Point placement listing
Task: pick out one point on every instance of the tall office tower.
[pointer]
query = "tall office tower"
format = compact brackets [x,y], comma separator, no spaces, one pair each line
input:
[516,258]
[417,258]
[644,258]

> _Directive_: Copy the listing above line for line, keeping every character unchanged.

> _Result for this task_:
Task: pick out one point on every instance of the tall office tower.
[pointer]
query = "tall office tower"
format = compact brackets [x,y], comma separator, no spaces, one pair each line
input:
[516,258]
[417,258]
[644,258]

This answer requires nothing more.